## WRITTEN EXERCISE
Can you render the rows as a numbered list, beginning with the first line and going through the line containing "left=148, top=170, right=190, bottom=238", both included, with blank lines left out?

⁂

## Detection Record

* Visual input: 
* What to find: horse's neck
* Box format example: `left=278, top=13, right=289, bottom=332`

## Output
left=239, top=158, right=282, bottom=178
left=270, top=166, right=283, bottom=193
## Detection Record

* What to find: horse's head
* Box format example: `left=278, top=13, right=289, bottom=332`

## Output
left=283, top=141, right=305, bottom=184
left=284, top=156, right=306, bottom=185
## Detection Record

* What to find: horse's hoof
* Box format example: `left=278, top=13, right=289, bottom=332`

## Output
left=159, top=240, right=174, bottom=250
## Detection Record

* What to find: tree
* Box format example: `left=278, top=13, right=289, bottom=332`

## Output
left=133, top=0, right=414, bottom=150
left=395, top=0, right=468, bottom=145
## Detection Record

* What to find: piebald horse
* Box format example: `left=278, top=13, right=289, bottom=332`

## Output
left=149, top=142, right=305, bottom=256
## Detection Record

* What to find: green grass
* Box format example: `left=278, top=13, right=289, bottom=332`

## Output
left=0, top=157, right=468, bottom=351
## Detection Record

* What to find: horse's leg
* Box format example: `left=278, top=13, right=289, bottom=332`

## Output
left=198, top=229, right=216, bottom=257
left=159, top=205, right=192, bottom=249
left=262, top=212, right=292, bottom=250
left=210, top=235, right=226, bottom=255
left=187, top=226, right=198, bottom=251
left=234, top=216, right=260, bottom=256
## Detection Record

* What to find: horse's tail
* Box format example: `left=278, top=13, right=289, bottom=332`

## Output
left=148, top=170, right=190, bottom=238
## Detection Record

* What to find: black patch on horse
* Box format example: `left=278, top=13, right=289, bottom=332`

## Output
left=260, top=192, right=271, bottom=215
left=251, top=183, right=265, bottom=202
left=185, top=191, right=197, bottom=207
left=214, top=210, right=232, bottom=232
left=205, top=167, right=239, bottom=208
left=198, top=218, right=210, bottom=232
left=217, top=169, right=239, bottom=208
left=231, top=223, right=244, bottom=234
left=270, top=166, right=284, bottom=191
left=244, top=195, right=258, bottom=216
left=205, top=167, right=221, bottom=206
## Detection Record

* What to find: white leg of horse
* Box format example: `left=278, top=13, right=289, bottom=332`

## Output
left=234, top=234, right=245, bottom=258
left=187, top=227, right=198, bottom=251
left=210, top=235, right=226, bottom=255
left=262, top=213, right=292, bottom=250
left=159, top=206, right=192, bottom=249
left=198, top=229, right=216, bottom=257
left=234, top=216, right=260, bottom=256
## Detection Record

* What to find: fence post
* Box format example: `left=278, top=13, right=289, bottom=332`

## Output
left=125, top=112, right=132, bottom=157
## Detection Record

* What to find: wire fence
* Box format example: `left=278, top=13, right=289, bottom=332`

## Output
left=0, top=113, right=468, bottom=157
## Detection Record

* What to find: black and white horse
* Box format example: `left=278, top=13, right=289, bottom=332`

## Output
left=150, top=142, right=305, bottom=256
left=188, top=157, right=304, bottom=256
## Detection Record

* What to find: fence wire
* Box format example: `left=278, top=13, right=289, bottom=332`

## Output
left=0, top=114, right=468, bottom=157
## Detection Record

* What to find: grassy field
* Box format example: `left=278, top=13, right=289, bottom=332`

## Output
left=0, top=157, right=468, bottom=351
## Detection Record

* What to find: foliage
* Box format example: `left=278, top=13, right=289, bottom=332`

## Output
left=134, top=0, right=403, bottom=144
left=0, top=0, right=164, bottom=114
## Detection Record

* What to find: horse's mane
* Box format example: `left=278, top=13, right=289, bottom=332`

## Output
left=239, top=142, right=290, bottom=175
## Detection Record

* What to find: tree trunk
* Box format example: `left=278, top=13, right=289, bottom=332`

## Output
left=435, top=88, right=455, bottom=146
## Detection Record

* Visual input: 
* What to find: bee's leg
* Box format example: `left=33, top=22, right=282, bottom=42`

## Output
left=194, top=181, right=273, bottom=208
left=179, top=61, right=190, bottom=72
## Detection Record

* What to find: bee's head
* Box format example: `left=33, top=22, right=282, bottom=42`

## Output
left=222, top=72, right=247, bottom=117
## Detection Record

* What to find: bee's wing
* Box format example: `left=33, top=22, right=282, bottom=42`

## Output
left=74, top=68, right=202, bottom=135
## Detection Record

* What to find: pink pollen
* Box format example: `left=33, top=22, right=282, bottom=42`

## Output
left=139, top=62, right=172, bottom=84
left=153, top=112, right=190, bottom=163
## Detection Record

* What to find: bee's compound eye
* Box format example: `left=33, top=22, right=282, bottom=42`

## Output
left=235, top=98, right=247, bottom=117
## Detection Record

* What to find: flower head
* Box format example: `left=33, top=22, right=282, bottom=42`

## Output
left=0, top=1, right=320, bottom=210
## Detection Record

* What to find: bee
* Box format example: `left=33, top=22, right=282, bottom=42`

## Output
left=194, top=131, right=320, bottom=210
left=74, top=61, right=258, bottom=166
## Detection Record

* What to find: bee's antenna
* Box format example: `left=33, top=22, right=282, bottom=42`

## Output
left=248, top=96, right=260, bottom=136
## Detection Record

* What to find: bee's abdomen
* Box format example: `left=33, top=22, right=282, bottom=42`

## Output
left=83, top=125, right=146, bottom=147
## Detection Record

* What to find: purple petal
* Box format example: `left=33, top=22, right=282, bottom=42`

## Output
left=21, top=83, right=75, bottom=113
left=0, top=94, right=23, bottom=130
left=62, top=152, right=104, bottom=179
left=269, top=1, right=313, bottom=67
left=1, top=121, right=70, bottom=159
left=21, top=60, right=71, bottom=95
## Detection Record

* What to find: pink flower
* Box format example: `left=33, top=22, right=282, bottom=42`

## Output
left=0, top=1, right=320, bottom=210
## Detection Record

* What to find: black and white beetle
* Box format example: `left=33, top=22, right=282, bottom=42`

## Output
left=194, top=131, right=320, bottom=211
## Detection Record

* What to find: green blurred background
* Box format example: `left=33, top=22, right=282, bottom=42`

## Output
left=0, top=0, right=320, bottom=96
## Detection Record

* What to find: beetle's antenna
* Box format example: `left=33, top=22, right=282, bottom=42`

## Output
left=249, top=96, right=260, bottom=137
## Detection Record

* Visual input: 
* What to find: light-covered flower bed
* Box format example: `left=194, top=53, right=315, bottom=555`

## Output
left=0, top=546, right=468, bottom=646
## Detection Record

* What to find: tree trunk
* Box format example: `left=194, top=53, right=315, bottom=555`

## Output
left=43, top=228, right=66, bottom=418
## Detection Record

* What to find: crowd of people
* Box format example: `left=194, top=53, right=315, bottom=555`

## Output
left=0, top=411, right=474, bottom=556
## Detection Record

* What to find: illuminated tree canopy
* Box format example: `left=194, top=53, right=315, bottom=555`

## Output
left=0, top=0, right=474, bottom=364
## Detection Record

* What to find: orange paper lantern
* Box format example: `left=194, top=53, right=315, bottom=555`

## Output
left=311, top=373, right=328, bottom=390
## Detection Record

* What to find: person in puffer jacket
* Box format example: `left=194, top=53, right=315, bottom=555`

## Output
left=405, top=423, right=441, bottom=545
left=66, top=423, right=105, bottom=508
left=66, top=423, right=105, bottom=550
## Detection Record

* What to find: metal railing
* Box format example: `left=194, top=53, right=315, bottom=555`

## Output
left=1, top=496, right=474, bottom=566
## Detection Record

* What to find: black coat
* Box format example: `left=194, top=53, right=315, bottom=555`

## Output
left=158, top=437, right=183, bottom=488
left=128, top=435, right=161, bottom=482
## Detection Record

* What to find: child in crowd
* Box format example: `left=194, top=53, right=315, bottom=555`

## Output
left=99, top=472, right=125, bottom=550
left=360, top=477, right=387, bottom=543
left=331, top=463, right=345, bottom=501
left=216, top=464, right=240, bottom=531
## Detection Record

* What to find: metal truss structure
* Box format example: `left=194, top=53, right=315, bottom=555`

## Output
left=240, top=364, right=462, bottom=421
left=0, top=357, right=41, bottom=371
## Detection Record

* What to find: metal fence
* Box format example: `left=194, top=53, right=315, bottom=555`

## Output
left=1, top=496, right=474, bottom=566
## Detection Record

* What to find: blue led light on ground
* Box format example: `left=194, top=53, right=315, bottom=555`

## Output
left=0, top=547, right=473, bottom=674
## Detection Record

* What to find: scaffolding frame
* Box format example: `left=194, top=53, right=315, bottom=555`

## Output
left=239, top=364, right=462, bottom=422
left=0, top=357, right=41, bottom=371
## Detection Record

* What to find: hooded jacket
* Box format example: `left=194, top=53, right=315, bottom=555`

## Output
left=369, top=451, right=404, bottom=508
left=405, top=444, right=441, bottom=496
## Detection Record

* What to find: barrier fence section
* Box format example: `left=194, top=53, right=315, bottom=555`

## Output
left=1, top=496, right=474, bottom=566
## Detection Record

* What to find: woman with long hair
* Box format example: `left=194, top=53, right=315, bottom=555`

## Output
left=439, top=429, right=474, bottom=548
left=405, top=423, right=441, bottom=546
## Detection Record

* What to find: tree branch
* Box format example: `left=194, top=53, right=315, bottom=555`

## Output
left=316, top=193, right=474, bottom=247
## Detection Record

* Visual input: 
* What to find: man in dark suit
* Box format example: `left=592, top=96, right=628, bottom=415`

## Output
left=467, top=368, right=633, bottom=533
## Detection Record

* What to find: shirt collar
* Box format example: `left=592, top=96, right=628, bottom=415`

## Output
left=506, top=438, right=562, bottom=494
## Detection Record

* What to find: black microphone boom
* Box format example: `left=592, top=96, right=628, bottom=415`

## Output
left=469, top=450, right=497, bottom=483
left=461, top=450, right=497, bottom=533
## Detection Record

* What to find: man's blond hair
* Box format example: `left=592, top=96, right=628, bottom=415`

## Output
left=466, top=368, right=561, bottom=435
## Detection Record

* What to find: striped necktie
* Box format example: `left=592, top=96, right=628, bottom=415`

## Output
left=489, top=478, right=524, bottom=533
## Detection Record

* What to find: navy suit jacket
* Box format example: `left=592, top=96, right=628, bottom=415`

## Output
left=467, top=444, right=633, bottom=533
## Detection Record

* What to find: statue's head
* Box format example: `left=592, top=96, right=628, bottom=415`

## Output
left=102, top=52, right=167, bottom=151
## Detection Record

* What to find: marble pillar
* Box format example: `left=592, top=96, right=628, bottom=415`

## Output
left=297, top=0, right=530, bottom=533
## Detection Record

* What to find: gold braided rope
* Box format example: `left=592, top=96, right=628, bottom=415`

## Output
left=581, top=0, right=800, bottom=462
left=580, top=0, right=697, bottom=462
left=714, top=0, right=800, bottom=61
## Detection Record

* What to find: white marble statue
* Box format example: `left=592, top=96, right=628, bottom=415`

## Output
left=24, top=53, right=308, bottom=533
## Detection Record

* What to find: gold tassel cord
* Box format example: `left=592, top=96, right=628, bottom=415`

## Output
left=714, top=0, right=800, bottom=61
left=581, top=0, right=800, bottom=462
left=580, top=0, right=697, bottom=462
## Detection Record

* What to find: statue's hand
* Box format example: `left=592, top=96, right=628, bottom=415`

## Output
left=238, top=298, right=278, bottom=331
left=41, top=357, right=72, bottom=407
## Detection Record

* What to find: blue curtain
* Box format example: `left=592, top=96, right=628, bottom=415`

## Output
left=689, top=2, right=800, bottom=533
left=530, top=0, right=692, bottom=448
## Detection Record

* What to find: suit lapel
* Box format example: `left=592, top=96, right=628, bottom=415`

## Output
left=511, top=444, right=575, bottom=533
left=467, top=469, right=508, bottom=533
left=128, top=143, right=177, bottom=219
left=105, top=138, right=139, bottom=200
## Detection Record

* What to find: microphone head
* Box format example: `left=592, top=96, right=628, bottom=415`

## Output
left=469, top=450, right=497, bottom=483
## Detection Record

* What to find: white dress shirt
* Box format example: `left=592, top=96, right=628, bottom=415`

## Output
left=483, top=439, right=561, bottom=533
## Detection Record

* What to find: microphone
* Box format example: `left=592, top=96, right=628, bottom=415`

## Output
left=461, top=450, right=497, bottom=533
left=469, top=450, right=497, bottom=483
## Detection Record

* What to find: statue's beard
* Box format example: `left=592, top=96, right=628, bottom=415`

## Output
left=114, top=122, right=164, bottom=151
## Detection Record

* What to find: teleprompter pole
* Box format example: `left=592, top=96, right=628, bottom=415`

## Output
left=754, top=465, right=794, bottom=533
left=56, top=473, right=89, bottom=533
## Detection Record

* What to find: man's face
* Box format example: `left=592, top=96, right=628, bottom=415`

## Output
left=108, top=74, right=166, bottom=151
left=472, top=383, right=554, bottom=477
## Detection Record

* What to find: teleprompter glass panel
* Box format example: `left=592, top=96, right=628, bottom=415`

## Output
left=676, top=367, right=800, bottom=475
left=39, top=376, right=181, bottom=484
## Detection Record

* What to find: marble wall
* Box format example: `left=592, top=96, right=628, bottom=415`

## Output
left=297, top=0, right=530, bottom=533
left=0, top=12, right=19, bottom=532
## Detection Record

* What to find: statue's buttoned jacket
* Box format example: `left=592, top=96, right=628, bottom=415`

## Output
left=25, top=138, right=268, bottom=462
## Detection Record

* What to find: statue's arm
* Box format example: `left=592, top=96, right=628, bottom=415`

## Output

⁂

## TASK OUTPUT
1. ## Detection Record
2. * Visual input: 
3. * What to find: horse's neck
4. * Box format example: `left=278, top=13, right=289, bottom=332`
5. ## Output
6. left=239, top=158, right=282, bottom=178
7. left=270, top=166, right=283, bottom=193
8. ## Detection Record
9. * What to find: horse's head
10. * Box format example: `left=278, top=13, right=289, bottom=332`
11. ## Output
12. left=283, top=141, right=305, bottom=184
13. left=284, top=156, right=306, bottom=185
14. ## Detection Record
15. * What to find: horse's hoof
16. * Box format example: `left=278, top=13, right=289, bottom=332`
17. ## Output
18. left=159, top=240, right=174, bottom=250
19. ## Detection Record
20. * What to find: tree
21. * Box format example: `left=278, top=13, right=289, bottom=332`
22. ## Output
23. left=133, top=0, right=414, bottom=150
24. left=395, top=0, right=468, bottom=145
25. ## Detection Record
26. * What to find: piebald horse
27. * Box format example: `left=278, top=13, right=289, bottom=332`
28. ## Output
29. left=149, top=142, right=305, bottom=256
30. ## Detection Record
31. * What to find: green grass
32. * Box format example: `left=278, top=13, right=289, bottom=332`
33. ## Output
34. left=0, top=157, right=468, bottom=351
35. ## Detection Record
36. * What to find: horse's leg
37. * Box format example: `left=278, top=13, right=289, bottom=332`
38. ## Output
39. left=198, top=229, right=216, bottom=257
40. left=159, top=205, right=192, bottom=249
41. left=262, top=212, right=292, bottom=250
42. left=210, top=235, right=226, bottom=255
43. left=187, top=226, right=198, bottom=251
44. left=234, top=216, right=260, bottom=256
45. ## Detection Record
46. * What to find: horse's tail
47. * Box format example: `left=278, top=13, right=289, bottom=332`
48. ## Output
49. left=148, top=170, right=190, bottom=238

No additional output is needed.